Instructions for the task
Transcribe, word for word and with nothing extra, the line containing "Where can the blue watch" and each line that comes after it in the entries.

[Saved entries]
[Start of section]

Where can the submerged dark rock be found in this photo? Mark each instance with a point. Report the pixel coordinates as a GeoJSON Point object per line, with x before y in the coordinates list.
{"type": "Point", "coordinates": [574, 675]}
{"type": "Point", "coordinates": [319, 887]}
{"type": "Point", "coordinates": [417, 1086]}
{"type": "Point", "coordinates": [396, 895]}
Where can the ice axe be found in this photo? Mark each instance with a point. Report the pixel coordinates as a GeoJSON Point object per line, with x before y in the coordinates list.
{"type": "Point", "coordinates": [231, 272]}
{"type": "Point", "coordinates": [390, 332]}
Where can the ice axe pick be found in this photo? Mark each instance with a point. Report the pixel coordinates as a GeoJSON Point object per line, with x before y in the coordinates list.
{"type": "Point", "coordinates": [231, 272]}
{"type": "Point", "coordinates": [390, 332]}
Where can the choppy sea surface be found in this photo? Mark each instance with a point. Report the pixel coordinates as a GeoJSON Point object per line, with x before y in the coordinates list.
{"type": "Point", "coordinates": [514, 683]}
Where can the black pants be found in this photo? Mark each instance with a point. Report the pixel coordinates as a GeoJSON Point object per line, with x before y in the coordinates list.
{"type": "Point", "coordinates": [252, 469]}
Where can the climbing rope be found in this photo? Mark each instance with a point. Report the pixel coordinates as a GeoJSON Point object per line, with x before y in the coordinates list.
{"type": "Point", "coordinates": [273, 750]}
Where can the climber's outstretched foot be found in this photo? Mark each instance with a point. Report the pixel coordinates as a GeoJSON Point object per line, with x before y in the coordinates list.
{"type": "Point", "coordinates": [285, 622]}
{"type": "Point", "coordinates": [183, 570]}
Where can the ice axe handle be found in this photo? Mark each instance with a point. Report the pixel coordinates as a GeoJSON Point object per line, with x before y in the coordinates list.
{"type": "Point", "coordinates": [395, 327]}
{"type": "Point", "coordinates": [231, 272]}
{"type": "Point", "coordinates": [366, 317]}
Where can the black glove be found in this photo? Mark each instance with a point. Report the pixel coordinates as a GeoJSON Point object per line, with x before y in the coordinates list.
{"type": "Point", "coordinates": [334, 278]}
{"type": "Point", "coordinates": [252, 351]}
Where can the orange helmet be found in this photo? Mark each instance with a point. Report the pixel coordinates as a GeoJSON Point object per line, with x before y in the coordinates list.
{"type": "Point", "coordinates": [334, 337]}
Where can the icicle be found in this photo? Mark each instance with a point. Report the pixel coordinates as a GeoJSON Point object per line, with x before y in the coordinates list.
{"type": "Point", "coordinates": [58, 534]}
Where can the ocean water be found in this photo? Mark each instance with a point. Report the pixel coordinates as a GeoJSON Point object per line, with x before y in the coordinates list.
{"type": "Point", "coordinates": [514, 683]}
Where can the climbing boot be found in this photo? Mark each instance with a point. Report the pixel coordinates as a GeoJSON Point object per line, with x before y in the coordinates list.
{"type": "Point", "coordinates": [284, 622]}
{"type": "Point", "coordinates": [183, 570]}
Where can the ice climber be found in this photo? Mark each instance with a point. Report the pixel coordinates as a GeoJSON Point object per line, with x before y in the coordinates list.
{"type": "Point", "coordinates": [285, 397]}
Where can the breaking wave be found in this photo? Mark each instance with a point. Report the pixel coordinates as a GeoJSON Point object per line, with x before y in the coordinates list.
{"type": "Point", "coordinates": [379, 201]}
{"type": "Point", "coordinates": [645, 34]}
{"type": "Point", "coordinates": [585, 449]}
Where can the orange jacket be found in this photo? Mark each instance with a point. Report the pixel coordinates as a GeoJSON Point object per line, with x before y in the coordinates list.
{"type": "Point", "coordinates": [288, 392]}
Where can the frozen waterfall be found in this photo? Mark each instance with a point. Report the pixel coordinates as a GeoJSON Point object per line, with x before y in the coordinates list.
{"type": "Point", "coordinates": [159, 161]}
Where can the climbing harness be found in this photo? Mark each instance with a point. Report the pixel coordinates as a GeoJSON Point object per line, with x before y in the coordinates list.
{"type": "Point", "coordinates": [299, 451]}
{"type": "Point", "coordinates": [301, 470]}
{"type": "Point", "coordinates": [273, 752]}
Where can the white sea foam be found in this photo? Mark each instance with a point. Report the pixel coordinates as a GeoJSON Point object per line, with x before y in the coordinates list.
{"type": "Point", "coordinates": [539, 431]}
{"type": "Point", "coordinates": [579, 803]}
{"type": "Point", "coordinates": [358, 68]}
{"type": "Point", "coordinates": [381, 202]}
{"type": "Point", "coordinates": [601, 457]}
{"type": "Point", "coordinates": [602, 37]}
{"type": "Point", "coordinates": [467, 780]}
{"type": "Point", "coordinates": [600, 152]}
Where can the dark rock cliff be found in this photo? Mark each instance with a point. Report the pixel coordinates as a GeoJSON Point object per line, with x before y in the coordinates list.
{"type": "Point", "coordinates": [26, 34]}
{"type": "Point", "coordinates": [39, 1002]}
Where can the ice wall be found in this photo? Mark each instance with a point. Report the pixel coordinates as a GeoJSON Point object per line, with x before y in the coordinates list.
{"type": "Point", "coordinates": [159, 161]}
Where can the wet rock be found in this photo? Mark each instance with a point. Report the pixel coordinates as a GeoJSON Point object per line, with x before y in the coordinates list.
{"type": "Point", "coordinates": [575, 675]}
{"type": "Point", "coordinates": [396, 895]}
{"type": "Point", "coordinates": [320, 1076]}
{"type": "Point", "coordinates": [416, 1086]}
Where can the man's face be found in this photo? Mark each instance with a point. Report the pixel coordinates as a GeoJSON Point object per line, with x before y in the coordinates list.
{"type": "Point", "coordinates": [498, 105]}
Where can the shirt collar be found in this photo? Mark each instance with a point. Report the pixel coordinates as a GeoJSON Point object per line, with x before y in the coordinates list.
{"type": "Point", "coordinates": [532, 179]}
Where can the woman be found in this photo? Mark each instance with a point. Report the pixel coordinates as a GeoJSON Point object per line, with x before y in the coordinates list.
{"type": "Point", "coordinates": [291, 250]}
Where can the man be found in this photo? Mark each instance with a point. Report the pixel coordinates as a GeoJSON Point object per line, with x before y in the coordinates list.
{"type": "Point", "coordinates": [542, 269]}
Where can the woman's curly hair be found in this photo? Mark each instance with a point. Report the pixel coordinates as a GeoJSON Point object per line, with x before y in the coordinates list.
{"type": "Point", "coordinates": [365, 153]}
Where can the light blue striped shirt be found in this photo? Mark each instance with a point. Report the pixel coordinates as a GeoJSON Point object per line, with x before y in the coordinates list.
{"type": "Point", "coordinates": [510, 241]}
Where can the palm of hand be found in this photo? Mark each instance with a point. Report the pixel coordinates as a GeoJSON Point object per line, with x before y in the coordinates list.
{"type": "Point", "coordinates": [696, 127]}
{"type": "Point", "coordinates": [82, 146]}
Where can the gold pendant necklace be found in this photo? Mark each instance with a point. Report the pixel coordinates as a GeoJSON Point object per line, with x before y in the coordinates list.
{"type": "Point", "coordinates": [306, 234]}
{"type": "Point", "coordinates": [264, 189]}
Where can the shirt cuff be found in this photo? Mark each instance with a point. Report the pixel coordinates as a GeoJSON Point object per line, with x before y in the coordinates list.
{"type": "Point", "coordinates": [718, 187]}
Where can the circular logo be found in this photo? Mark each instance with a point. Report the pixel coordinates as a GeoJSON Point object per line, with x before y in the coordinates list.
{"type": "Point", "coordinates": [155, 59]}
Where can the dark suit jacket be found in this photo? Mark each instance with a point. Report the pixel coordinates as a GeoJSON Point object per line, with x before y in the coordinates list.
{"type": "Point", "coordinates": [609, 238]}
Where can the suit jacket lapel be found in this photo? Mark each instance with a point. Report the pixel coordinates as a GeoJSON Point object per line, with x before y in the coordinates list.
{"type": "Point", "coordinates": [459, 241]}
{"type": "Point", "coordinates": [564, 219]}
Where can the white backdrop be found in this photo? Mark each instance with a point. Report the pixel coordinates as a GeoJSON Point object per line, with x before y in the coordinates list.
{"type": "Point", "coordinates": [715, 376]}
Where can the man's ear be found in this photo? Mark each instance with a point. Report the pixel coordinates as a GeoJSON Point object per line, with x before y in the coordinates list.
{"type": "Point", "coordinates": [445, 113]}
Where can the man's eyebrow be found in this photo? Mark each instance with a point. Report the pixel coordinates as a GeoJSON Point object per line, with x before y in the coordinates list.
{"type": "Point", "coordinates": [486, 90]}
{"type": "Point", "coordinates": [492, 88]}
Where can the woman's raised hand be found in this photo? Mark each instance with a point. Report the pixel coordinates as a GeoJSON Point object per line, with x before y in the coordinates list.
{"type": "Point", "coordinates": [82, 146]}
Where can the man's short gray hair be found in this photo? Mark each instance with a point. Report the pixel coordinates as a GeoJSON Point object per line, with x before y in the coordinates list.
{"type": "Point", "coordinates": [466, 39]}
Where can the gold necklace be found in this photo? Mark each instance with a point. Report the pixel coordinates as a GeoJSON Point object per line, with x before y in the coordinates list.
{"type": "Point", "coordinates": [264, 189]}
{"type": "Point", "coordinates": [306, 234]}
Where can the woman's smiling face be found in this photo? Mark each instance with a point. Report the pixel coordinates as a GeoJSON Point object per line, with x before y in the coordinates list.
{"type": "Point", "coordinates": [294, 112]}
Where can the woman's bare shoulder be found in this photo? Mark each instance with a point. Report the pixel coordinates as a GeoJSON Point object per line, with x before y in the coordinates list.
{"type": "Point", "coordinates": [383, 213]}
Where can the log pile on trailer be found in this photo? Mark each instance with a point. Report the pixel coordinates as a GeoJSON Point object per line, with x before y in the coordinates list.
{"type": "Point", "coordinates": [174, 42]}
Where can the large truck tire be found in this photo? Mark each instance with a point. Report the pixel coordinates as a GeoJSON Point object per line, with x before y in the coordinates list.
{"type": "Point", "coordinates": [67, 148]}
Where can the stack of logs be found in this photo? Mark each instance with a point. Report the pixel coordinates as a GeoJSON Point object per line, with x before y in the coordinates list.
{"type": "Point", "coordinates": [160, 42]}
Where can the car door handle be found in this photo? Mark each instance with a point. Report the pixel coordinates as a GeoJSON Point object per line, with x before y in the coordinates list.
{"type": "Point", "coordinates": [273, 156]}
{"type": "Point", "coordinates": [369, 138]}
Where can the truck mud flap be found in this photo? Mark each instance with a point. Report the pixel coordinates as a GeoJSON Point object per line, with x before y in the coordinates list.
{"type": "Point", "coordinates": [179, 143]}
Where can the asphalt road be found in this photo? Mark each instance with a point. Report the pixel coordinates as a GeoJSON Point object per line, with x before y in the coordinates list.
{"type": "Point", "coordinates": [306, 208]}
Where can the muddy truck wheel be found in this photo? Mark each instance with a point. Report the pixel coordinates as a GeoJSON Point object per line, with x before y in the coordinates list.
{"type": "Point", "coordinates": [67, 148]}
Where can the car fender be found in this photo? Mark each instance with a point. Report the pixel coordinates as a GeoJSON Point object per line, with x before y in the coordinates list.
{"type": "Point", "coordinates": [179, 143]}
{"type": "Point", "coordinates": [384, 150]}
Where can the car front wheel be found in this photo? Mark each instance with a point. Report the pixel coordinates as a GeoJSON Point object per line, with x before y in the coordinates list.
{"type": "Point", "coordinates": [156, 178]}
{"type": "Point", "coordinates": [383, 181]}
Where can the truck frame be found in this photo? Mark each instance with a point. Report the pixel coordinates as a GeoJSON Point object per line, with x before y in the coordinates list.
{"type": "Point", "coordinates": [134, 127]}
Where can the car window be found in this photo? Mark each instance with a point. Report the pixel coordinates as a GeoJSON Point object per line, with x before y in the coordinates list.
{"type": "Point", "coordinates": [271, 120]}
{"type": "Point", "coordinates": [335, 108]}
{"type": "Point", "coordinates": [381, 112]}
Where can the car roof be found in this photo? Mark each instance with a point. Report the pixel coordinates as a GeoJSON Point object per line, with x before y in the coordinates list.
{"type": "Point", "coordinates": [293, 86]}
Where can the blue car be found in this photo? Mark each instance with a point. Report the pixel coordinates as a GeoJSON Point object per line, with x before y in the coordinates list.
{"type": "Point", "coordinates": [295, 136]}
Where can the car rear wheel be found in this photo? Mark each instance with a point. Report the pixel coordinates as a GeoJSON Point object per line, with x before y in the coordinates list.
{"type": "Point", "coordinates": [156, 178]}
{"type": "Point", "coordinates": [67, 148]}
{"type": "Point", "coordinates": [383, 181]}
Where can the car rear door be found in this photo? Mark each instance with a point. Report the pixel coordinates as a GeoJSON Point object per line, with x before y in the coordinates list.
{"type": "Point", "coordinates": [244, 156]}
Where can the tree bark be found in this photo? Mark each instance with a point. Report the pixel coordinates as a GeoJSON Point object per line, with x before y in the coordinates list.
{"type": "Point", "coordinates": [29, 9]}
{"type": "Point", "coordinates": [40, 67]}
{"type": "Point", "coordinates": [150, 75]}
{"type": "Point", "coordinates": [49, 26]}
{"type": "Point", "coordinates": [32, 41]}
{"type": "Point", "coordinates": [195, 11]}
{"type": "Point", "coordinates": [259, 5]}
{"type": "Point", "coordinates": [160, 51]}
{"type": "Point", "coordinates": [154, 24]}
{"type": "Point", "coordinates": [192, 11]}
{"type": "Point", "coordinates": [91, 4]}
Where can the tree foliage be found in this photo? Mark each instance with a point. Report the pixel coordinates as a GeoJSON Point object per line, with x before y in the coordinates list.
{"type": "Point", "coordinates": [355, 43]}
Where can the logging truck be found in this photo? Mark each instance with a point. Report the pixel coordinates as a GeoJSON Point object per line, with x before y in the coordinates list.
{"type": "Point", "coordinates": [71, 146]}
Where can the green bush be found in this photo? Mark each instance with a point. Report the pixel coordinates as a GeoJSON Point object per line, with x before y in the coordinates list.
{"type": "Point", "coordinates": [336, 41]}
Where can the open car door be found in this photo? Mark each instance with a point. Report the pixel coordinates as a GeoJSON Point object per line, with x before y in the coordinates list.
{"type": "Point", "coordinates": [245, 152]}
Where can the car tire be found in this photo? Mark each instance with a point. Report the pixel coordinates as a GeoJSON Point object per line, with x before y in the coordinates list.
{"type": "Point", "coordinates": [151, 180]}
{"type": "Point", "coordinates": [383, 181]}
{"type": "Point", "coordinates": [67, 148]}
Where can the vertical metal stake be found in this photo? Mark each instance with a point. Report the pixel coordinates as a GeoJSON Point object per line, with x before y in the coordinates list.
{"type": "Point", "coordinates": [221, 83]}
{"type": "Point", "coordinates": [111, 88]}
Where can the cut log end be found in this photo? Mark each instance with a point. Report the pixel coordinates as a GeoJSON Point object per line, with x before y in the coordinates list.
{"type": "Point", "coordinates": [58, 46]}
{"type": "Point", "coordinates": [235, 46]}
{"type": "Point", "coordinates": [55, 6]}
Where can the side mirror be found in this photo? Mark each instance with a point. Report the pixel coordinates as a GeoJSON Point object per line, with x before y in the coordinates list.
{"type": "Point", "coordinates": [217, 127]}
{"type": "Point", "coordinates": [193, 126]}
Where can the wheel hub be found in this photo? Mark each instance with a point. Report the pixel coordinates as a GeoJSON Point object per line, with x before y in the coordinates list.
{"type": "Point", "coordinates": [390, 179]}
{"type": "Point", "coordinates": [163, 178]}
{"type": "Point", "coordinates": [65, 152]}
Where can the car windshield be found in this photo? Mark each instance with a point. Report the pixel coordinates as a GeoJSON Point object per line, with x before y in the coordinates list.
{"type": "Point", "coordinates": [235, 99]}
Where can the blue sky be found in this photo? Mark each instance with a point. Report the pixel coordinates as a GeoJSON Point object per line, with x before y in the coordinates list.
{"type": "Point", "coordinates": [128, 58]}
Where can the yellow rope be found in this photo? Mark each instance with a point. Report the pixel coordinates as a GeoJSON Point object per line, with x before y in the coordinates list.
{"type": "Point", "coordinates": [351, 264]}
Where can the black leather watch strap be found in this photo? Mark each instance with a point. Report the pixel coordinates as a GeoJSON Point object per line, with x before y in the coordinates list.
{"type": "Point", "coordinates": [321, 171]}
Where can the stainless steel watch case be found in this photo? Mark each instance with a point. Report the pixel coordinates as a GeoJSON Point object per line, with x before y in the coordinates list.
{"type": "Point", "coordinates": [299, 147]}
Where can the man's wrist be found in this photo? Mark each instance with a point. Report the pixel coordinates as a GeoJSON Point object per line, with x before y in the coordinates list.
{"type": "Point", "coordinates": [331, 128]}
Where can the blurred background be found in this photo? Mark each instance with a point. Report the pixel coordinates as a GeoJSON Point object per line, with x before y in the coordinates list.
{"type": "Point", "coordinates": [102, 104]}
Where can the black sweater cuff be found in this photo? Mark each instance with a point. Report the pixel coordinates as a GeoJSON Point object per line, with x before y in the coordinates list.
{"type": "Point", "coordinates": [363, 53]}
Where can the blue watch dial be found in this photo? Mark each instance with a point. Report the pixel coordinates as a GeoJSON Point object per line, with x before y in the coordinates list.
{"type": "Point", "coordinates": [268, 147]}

[End of section]

Response to the exercise
Where can the blue watch dial be found in this photo? Mark each instance with a point. Report the pixel coordinates as a GeoJSON Point object per line, with x before y in the coordinates list.
{"type": "Point", "coordinates": [268, 147]}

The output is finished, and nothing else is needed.